Extrait choisi:

Et pourtant, déjà Rabelais disait au XVIème siècle que « la science sans conscience n’est que ruine de l’âme »… De nos jours, Witold Gombrowicz, un des plus grands contestataires de la civilisation moderne, s’en est pris violemment lui aussi à la science : « la science abrutit, la science rapetisse, la science défigure, la science déforme » écrivait-il dans son célèbre Journal. Il ne mettait pas en question la science elle-même, mais un certain esprit scientifique, cynique, anti-humaniste, irrespectueux de la nature, dépourvu de sensibilité. Avant lui, Stanislaw Ignacy Witkiewicz, philosophe, romancier, auteur dramatique et peintre, le « génie multiple de la Pologne » prédisait la disparition des sentiments métaphysiques sous l’influence de la civilisation scientiste et technique moderne donc la fin de l’art. Il faisait partie du catastrophisme polonais qui a produit nombre d’œuvres étonnantes dans la première moitié du XXème siècle. Je viens de publier en France, en première mondiale, car cela n’a jamais été fait encore même en Pologne, une anthologie de la poésie catastrophiste de ce pays. Les poètes polonais ont fait preuve d’un esprit visionnaire stupéfiant, d’une véritable clairvoyance par rapport à ce qui devait arriver vingt ans plus tard : la pire hécatombe de l’humanité où la Pologne, victime à la fois du nazisme et du stalinisme, devait perdre presque six millions de ses citoyens dont trois millions de Juifs. La moitié de son domaine national a été détruit ou pillé et elle a subi d’énormes pertes territoriales. Tout cela on le voyait venir du côté polonais, alors que l’Europe, dans sa cécité et son insouciance, batifolant au milieu des « années folles » dévalait tout droit dans l’abîme. Telle la voyait Jerzy Braun, poète, romancier, philosophe, auteur dramatique, pendant la Deuxième Guerre un des dirigeants de la Résistance, condamné plus tard par le régime communiste à quinze ans de prison, dans un poème écrit en… 1922 ! Notons que la même année Friedrich von Murnau a produit son prophétique Nosferatu… :

À L’EUROPE 

Continent d’Europe décrépit, vermoulure tremblante,
secoué de fièvre sénile, toussant un sang noir
que l’océan l’inonde, que les cyclones le soufflent,
que les requins l’engloutissent dans leurs entrailles de dragon.

Consigne:
Mets à jour l'extrait sur la poésie catastrophiste polonaise en le reproduisant à partir de « Continent d’Europe décrépit, vermoulure » et jusqu'à « entrailles de dragon. », avec « vautours » à la place de « requins ». Le listing ci-dessous forme un matériau indépendant de l'extrait.

Lignes de données:

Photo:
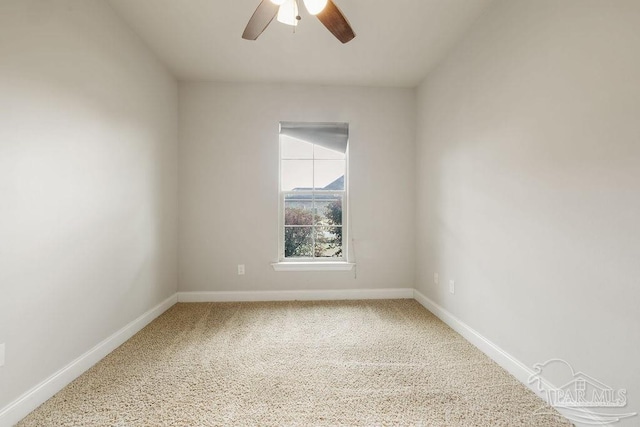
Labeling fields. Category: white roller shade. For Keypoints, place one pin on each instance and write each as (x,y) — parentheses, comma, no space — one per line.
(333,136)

Réponse:
Continent d’Europe décrépit, vermoulure tremblante,
secoué de fièvre sénile, toussant un sang noir
que l’océan l’inonde, que les cyclones le soufflent,
que les vautours l’engloutissent dans leurs entrailles de dragon.